Point-per-instance localization data
※ ※ ※
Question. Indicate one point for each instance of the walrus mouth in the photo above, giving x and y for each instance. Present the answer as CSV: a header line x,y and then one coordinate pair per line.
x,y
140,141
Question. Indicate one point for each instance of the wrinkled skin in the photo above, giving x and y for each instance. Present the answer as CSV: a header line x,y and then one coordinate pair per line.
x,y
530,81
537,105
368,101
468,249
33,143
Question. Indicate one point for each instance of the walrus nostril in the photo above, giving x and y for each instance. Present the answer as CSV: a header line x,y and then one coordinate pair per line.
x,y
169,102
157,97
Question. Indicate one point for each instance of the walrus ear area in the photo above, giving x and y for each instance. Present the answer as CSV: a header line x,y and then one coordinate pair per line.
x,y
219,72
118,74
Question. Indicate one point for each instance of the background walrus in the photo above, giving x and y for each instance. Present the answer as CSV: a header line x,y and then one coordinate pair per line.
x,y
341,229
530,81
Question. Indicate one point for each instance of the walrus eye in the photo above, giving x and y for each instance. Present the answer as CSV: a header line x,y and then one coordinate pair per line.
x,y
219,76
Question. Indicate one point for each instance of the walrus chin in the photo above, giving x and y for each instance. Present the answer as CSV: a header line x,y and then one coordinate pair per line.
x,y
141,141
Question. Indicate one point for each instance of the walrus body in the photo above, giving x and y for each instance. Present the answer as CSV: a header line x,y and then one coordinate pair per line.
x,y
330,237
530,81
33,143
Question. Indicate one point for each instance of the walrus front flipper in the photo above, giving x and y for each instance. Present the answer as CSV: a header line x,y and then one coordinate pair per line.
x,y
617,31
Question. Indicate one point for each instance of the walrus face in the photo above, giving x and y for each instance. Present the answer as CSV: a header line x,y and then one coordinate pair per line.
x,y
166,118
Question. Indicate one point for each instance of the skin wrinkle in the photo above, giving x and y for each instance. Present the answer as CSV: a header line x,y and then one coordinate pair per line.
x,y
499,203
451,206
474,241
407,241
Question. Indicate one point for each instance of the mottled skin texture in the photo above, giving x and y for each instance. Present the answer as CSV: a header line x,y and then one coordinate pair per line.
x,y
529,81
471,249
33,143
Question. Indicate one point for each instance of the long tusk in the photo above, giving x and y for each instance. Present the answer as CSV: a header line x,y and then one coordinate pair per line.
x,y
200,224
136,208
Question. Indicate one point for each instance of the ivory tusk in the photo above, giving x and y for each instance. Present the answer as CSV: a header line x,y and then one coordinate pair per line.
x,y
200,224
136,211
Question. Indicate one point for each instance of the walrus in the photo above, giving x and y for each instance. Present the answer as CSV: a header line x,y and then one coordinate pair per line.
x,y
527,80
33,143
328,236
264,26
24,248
※ ※ ※
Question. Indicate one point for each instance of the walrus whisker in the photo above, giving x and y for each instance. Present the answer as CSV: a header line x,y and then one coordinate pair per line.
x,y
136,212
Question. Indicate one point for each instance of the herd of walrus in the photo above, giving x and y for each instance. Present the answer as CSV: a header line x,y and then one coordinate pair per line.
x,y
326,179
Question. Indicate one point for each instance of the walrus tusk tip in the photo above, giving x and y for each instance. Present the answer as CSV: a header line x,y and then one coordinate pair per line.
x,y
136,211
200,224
※ ※ ※
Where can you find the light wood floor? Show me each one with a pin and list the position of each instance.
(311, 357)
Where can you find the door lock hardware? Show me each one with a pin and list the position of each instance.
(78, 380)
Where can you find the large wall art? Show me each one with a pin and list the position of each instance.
※ ※ ※
YOUR GOAL → Of the lines above, output exactly those from the line bearing "Where can you find the door" through the line bearing "Where can you find the large", inclusive.

RESULT FOR THIS EXERCISE →
Where can you find the door lock hardware? Show me each one with a pin and list the position of each instance.
(78, 380)
Where can you find the large wall art? Show me each one with a pin and list the position of each instance.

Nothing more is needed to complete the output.